Some records
______________________________
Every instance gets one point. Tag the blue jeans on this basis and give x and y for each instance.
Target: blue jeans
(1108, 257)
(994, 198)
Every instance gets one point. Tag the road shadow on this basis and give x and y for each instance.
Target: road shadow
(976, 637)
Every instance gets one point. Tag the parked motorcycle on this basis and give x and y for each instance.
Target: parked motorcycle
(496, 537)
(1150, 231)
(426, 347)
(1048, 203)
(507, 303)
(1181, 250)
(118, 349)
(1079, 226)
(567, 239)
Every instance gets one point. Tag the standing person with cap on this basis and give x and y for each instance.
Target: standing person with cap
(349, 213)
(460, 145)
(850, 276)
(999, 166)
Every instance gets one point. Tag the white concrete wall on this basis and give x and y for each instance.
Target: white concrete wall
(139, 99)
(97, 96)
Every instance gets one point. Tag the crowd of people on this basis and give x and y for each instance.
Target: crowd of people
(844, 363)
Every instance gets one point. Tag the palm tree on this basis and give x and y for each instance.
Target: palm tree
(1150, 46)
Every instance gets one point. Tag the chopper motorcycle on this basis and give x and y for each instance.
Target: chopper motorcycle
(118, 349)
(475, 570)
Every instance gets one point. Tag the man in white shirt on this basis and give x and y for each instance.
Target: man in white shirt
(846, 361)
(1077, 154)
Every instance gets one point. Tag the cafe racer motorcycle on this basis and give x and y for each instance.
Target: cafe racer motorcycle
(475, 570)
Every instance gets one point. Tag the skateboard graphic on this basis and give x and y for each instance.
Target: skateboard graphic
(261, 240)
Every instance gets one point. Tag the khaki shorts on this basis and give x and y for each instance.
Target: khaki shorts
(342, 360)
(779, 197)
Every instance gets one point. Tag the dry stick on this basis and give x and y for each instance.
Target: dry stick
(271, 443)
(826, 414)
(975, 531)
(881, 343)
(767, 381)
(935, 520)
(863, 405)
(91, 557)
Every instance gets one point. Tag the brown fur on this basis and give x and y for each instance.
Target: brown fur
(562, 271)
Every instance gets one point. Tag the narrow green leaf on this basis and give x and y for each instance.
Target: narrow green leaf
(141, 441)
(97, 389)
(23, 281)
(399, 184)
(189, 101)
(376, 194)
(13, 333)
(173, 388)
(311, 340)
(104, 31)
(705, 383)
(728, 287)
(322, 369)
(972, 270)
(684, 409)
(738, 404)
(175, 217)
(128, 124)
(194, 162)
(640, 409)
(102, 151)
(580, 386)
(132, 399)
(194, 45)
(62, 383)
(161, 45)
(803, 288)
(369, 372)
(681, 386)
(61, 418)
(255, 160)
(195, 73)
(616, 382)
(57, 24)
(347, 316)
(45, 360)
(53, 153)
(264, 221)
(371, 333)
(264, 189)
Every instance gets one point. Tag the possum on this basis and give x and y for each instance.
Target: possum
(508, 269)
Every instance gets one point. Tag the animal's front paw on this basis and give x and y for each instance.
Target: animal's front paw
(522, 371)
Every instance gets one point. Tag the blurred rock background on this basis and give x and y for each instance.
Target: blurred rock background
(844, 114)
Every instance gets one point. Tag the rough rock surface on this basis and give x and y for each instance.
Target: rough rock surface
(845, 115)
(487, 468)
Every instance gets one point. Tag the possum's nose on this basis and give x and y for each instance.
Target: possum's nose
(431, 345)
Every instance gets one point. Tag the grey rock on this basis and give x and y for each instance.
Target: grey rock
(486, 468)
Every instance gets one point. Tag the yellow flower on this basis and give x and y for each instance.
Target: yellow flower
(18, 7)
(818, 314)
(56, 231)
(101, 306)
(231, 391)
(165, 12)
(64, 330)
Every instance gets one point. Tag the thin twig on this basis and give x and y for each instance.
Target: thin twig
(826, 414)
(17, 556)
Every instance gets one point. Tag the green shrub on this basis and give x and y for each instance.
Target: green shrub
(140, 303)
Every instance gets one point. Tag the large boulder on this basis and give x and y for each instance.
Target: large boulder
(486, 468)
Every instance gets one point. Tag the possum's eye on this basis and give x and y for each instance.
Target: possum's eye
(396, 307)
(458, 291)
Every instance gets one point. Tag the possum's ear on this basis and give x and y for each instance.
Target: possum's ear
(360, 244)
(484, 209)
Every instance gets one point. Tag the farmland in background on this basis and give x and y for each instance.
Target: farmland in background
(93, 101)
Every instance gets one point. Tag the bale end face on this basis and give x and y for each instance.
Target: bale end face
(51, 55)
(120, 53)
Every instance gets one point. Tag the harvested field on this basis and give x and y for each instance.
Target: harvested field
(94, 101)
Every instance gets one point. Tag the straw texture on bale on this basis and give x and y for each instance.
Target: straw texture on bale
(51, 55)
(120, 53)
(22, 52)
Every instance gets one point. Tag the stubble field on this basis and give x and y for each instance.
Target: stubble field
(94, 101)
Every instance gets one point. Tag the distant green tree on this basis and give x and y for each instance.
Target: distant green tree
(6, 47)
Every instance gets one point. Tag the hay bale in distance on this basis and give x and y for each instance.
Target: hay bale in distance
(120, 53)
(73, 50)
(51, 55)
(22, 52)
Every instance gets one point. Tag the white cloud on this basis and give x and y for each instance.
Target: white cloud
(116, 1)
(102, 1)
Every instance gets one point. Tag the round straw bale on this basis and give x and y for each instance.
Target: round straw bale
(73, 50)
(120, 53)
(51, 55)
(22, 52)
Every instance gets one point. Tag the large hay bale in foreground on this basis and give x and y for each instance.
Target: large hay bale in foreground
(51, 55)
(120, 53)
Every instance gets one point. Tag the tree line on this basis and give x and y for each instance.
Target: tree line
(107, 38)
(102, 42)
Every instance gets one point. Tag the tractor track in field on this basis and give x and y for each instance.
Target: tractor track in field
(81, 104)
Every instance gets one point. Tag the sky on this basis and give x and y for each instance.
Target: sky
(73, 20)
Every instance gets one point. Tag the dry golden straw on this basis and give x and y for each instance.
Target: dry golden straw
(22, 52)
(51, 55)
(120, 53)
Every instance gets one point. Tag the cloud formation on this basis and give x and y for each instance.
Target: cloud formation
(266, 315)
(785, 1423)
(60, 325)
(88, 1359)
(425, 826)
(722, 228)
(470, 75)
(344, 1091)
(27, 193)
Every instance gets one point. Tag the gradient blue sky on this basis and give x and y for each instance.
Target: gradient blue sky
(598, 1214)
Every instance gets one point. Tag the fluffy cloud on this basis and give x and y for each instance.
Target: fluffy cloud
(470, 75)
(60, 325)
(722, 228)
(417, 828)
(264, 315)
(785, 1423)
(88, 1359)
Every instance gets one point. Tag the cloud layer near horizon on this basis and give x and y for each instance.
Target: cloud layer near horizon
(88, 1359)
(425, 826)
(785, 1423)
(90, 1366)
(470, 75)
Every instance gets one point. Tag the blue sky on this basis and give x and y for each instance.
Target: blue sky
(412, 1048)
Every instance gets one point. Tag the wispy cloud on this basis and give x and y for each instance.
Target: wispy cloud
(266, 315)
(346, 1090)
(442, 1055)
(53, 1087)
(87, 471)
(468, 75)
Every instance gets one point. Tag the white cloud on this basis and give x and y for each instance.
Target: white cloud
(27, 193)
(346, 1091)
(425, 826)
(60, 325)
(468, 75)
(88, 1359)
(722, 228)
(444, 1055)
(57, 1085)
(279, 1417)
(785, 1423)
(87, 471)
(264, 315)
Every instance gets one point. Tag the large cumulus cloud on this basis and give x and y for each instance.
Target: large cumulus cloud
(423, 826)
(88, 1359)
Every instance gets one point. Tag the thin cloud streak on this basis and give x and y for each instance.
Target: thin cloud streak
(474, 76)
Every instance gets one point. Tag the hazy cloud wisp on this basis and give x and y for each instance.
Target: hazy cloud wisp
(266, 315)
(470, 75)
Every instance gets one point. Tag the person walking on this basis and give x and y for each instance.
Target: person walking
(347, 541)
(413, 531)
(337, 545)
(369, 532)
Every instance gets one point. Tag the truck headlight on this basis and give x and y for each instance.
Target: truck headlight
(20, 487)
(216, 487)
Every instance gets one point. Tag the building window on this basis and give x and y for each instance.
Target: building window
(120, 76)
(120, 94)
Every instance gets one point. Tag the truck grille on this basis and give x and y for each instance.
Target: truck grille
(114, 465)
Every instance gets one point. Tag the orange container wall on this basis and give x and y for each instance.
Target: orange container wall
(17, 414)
______________________________
- Stated exercise:
Repeat, exactly and only, the lines above from the one containing "Every instance gets one point. Tag the person" through the end of the material.

- The completed task:
Every instance gets one point. Tag the person walking on this basis and give x and y for each instance.
Target: person walking
(347, 541)
(413, 531)
(337, 545)
(369, 532)
Every instance gets one point. Tag the truck headlight on this basis and give x and y for each instance.
Target: truck headlight
(20, 487)
(216, 487)
Every instance gets one point. Tag the building window on this basis and give x and y for each instance.
Target: building window
(120, 76)
(120, 94)
Every instance gets one point. Tag the truck grille on this basis and give x and y for each instance.
Target: truck grille
(114, 465)
Every instance gets one point. Tag the orange container wall on this basis and give x and y for each instance.
Target: orange container wall
(17, 414)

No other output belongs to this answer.